Assignment:
A verbatim copy of every record is needed.

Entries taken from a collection
**********

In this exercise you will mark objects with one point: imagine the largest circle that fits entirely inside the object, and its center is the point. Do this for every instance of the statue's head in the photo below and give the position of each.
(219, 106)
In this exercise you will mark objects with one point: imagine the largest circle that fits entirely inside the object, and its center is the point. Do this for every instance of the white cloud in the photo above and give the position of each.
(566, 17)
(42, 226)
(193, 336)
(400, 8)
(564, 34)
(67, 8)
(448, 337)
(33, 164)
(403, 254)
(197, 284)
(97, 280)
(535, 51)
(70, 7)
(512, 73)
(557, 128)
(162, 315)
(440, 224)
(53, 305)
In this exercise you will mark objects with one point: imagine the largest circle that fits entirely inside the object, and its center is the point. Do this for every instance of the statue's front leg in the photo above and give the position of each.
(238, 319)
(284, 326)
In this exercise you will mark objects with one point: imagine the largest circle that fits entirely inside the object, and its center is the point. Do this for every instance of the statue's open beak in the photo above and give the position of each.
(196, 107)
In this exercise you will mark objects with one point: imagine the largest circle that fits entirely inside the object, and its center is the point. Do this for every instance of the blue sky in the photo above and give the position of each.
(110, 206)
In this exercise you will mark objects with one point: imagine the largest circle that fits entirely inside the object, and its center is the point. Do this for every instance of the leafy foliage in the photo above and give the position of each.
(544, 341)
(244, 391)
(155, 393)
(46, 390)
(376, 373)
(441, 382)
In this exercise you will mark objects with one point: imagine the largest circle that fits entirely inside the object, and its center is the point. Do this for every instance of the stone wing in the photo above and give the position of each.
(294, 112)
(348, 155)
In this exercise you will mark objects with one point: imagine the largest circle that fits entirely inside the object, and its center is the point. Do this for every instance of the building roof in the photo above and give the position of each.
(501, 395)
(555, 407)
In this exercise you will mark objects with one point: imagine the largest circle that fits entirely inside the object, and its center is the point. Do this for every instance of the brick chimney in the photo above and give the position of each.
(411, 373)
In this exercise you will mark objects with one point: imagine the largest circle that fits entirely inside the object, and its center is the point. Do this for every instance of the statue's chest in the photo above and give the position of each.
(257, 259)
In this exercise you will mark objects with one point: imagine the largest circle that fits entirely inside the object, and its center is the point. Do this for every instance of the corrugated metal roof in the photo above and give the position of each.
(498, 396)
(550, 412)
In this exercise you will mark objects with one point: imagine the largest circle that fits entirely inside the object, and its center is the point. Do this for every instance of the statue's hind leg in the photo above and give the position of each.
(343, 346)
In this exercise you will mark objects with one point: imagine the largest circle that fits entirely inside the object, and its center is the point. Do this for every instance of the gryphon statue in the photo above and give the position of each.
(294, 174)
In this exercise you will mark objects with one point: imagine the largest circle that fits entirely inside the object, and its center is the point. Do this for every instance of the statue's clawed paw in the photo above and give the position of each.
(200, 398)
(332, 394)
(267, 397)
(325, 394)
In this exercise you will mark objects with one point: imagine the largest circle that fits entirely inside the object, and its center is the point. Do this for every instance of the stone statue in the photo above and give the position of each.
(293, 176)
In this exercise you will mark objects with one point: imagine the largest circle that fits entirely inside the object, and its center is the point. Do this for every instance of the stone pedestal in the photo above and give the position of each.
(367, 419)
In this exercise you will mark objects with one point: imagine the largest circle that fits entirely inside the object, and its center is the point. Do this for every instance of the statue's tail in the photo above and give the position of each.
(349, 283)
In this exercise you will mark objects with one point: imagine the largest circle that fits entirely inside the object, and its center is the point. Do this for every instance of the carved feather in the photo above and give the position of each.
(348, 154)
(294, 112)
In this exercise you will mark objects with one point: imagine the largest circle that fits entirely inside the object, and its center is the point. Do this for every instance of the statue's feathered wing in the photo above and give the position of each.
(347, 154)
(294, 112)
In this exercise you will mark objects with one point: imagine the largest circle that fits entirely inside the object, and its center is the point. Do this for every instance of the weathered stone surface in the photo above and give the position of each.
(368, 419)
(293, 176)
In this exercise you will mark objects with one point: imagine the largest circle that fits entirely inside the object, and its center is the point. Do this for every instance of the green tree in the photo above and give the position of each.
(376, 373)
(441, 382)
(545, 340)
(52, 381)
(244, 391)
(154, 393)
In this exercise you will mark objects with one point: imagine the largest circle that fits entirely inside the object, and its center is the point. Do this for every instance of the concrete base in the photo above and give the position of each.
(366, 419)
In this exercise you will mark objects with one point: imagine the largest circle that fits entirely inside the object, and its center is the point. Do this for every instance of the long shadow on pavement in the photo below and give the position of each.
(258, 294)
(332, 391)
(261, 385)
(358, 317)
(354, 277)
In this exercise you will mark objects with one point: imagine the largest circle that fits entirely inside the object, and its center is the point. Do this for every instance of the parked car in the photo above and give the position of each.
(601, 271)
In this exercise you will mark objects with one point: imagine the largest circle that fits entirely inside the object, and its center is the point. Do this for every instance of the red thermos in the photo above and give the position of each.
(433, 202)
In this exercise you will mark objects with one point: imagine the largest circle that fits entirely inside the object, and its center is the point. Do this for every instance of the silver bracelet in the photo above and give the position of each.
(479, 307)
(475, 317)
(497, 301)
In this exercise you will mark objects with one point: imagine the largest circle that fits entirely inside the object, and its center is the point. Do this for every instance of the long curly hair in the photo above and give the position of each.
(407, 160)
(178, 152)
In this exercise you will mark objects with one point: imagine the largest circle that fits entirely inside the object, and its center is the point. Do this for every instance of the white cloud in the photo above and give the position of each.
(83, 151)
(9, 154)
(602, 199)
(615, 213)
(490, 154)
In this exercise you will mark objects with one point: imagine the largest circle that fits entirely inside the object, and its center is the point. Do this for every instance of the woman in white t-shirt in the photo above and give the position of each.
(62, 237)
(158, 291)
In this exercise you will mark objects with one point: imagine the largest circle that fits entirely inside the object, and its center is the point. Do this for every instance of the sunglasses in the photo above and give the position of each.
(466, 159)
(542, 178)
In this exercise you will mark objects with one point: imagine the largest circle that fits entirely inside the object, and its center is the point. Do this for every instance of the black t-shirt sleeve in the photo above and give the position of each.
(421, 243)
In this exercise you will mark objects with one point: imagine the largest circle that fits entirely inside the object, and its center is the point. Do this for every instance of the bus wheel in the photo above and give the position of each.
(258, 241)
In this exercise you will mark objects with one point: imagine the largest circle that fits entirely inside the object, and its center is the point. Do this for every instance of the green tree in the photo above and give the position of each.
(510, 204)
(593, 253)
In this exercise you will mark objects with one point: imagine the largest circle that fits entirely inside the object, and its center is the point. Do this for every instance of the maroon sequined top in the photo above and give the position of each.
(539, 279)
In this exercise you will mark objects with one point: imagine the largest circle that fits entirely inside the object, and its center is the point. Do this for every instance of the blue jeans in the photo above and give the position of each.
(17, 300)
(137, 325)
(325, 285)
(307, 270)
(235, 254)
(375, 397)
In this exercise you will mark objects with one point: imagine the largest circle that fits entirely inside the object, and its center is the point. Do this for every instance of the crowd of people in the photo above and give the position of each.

**********

Written solution:
In this exercise you will mark objects with one point: imagine the largest circle that fits entirely inside the object, and its center is the point. Do this for every instance of the statue's head in the photo below and give the position of each.
(219, 106)
In this exercise you will mark objects with one point: imagine the largest circle that fits entirely inside the object, and its center is the point. Do this for every instance of the white cloud in the photo above and give the position of each.
(566, 17)
(42, 226)
(193, 336)
(400, 8)
(564, 34)
(67, 8)
(448, 337)
(33, 164)
(403, 254)
(197, 284)
(97, 280)
(535, 51)
(70, 7)
(512, 73)
(557, 128)
(162, 315)
(440, 224)
(53, 305)
In this exercise you will mark objects with one point: imagine the largest circle that fits entirely inside the object, and its center is the point. Do this for every instance of the statue's front leg in the photo above and give the position of each.
(238, 319)
(284, 326)
In this exercise you will mark objects with one point: imagine the largest circle that fits entirely inside the object, and its center is the point. Do this for every instance of the statue's open beak in the photo above and give the position of each.
(196, 107)
In this exercise you will mark objects with one point: imagine the largest circle that fits entirely inside the object, and its center is the point. Do this for every instance of the blue sky in the photo above and give the position of each.
(110, 206)
In this exercise you will mark objects with one point: imagine the largest circle that fits entirely inside the object, and its center is the point. Do this for every instance of the leafy foliage in the photo above and give the position of each.
(544, 341)
(244, 391)
(155, 393)
(46, 390)
(376, 373)
(441, 382)
In this exercise you will mark objects with one point: imagine the largest circle that fits entirely inside the object, and its center is the point. Do this for every instance of the stone wing in the photo above and give the position of each.
(294, 112)
(348, 155)
In this exercise you will mark objects with one point: imagine the largest circle that fits entirely inside the object, and its center is the point. Do this for every instance of the building roof in the photo above and give the position of each.
(501, 395)
(555, 407)
In this exercise you will mark objects with one point: imagine the largest circle that fits entirely inside the object, and its center is the point. Do this for every instance of the brick chimney in the photo above and give the position of each.
(411, 373)
In this exercise you will mark objects with one point: imagine the largest circle that fits entirely inside the object, and its center is the point. Do this for every instance of the statue's chest in the photo above and give the position of each.
(257, 259)
In this exercise you will mark objects with one point: imagine the largest circle that fits entirely inside the object, and its center is the point. Do this for every instance of the corrugated metal roof in the photo above and give the position of each.
(498, 396)
(550, 412)
In this exercise you will mark objects with one point: imagine the largest circle that fits entirely inside the object, and its center is the point. Do this for every instance of the statue's hind leg in the photo above and give the position of each.
(343, 346)
In this exercise you will mark objects with one point: imagine the largest circle that fits entirely inside the object, and its center is the point. Do this for every instance of the gryphon statue in the photo above and give the position of each.
(294, 174)
In this exercise you will mark objects with one point: imagine the largest circle that fits entirely inside the object, and its center is the point. Do this for every instance of the statue's clawed paw in the photo above and give the position of each.
(200, 398)
(332, 394)
(267, 397)
(325, 394)
In this exercise you will mark objects with one point: imagine the largest circle that fits entirely inside the object, and its center is the point. Do this for every instance of the stone statue in the photo above and give the position of each.
(293, 176)
In this exercise you will mark objects with one point: imagine the largest circle that fits entirely inside the object, and its center is the point. Do this for every instance of the stone pedestal in the photo above and give the position of each.
(367, 419)
In this exercise you will mark objects with one point: imagine the largest circle that fits entirely inside the object, and its center is the point. Do this for every instance of the statue's tail in the photo above and give the position of each.
(349, 283)
In this exercise you will mark objects with one point: imagine the largest circle that fits entirely inside the object, and its center is the point. Do this for every instance of the carved feather in the photo above and give the position of each.
(348, 154)
(294, 112)
In this exercise you will mark objects with one point: imagine the largest circle that fits entirely inside the object, and its center is the point. Do this for every instance of the statue's feathered wing in the photo above and give the position of each.
(347, 154)
(294, 112)
In this exercise you will mark objects with one point: imagine the largest circle that fits entirely inside the object, and its center is the point. Do this for every instance of the weathered stone surface in the photo above and give the position of each.
(368, 419)
(293, 176)
In this exercise you will mark objects with one point: imagine the largest circle that fits entirely inside the object, and its center is the point. Do this for every instance of the green tree in the photo above and give the position of each.
(376, 373)
(441, 382)
(545, 340)
(52, 381)
(244, 391)
(154, 393)
In this exercise you will mark objects with one point: imagine the largest circle that fits entirely inside the object, and its center is the point. Do this for every instance of the concrete base in the photo above and give the position of each.
(366, 419)
In this exercise you will mark objects with one point: imagine the largest circle that fits entirely inside the object, and its center is the point. Do this for every instance of the long shadow on pavement in the photo below and give the position of each.
(258, 294)
(332, 391)
(261, 385)
(358, 317)
(354, 277)
In this exercise you will mark objects with one point: imagine the largest circle that fits entirely inside the object, and its center is the point. Do this for every instance of the parked car in the photo above and give the position of each.
(601, 271)
In this exercise you will mark objects with one point: imagine the largest circle that fits entirely inside the object, and its center is the point. Do this for every instance of the red thermos in the photo above and give the position of each.
(433, 202)
In this exercise you will mark objects with one point: imagine the largest circle that fits entirely inside the object, and its center is the point. Do this for every instance of the silver bracelet in the photo above and give the position of each.
(479, 307)
(475, 317)
(497, 301)
In this exercise you will mark objects with one point: imagine the largest circle that fits entirely inside the object, and its center is the point. Do this for every instance of the long curly hair in the photo above and give the position of each.
(407, 160)
(178, 152)
In this exercise you will mark objects with one point: imagine the largest circle that fits entirely inside the object, and its center is the point. Do this for every instance of the white cloud in the photo above and give the position of each.
(83, 151)
(9, 154)
(602, 199)
(615, 213)
(490, 154)
In this exercise you will mark objects with one point: imagine the largest circle that fits entirely inside the object, and its center is the point. Do this for every instance of the woman in white t-shirt in the photo above and give the position of each.
(62, 237)
(158, 291)
In this exercise you will mark objects with one point: imagine the largest circle that fits entirely inside the object, and its center is the point. Do this for every instance of the sunglasses in the photo above and give the position of each.
(466, 159)
(542, 178)
In this exercise you will mark objects with one point: imagine the largest circle that fits entirely inside the object, and its center is the point. Do this for every instance of the black t-shirt sleeve in the photo above and give the position of each.
(421, 243)
In this exercise you will mark objects with one point: imagine the largest circle that fits entirely inside the object, and its center is the point. Do this for every instance of the bus wheel in the photo above and give the position of each.
(258, 241)
In this exercise you will mark objects with one point: imagine the largest circle that fits entirely inside the object, and its center is the point. Do this for every instance of the green tree in the photo above and give the position of each.
(510, 204)
(593, 253)
In this exercise you will mark objects with one point: imagine the largest circle that fits entirely inside the object, and its center is the point. Do this for every instance of the maroon sequined top in the photo above and give the position of each.
(539, 279)
In this exercise you will mark objects with one point: imagine the largest circle that fits entirely inside the object, and its center is the point. Do this for every instance of the blue jeans in the photo above and give the position of each.
(17, 300)
(137, 325)
(325, 285)
(307, 270)
(235, 254)
(375, 397)
In this exercise you will mark objects with one point: imagine the largest circle that fits entirely inside the object, and its center is the point. Do this for every instance of the crowd of people in the photo above and give the position of each.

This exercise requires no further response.